## [Istruzioni]
**A)** Indica se ciascuna delle affermazioni seguenti concorda con il brano sulla sanità a Senigallia, rispondendo sì o no e citando testualmente le parole del brano che lo stabiliscono. (i) Il Consiglio Grande si è svolto aperto al confronto con i cittadini. (ii) La richiesta di convocazione del Consiglio Grande era stata presentata dal comitato di Senigallia due anni prima. (iii) Luca Ceriscioli è il governatore uscente.
**B)** Stampa senza alcuna modifica la parte del brano sulla sanità a Senigallia che va da "Il Comitato Pro" a "uscente Luca Ceriscioli.".

Sanità: Mangialardi e Ceriscioli, insieme a porte chiuse

Il Comitato Pro Ospedali Pubblici Marche, con una rappresentanza giunta anche dalla provincia di Macerata, ha manifestato a Senigallia nel sit-in organizzato dal comitato locale aderente al comitato regionale sotto il palazzo comunale della città in cui si è svolto il Consiglio Grande sulla Sanità convocato dalla giunta comunale il cui sindaco è Maurizio Mangialardi, candidato governatore alle prossime elezioni regionali, con la presenza dell’attuale governatore uscente Luca Ceriscioli.
Riunione a porte chiuse – Il Consiglio Grande, il consiglio allargato (la cui richiesta di convocazione era stata presentata dal comitato di Senigallia 2 anni fa e invece è stato convocato solo a 2 mesi dalle elezioni) è e dovrebbe essere normalmente e formalmente occasione di confronto con i cittadini e i comitati; invece si è svolto a porte chiuse, senza possibilità di interlocuzione.
Permane dunque quella visione della politica chiusa dentro il palazzo che decide in autonomia e con enorme distanza dai problemi della gente. Permane la visione di quella politica in cui l’eletto riceve una delega in bianco al momento dell’elezione e poi per tutto il suo mandato può anche non rapportarsi più affatto con la comunità tutta che rappresenta e con i cittadini.
Quel che i cittadini avrebbero voluto chiedere –
Cittadini che avrebbero avuto molto da dire e da chiedere riguardo agli ospedali che ancora non sono tornati all’attività ordinaria ante covid, riguardo alle raccomandazioni che tuttora ricevono di recarsi in ospedale solo se strettamente urgente, rispetto all’annullamento d’ufficio di prestazioni e servizi già prenotati anche da tempo e alle liste di attesa lunghissime che troviamo dopo l’emergenza covid ancor più di prima.

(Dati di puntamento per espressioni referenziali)
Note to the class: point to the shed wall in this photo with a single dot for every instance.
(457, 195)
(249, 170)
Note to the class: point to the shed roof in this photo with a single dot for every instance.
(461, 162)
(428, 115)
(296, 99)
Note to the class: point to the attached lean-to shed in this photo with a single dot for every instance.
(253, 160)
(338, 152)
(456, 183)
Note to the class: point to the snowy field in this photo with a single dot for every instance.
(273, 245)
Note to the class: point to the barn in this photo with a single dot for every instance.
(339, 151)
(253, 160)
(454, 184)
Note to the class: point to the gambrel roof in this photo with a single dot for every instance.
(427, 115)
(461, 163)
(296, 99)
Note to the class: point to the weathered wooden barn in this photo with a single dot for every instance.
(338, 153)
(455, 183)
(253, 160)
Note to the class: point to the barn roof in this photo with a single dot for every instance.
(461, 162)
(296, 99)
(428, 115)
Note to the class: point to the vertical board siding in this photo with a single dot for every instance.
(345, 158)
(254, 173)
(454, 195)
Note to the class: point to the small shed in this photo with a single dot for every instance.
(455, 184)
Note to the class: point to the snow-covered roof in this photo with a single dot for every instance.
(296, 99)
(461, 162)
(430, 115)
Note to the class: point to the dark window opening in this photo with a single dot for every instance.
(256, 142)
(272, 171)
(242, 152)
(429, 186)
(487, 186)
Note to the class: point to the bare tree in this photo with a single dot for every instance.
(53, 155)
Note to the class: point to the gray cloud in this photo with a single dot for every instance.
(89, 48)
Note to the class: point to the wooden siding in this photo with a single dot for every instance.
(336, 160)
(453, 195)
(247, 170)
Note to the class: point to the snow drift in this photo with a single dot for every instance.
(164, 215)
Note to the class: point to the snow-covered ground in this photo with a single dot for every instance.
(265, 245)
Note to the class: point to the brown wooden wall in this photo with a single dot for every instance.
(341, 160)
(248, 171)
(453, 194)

## [Soluzioni]
**A)**
(i) No: «invece si è svolto a porte chiuse, senza possibilità di interlocuzione».
(ii) Sì: «la cui richiesta di convocazione era stata presentata dal comitato di Senigallia 2 anni fa».
(iii) Sì: «con la presenza dell’attuale governatore uscente Luca Ceriscioli».

**B)**
Il Comitato Pro Ospedali Pubblici Marche, con una rappresentanza giunta anche dalla provincia di Macerata, ha manifestato a Senigallia nel sit-in organizzato dal comitato locale aderente al comitato regionale sotto il palazzo comunale della città in cui si è svolto il Consiglio Grande sulla Sanità convocato dalla giunta comunale il cui sindaco è Maurizio Mangialardi, candidato governatore alle prossime elezioni regionali, con la presenza dell’attuale governatore uscente Luca Ceriscioli.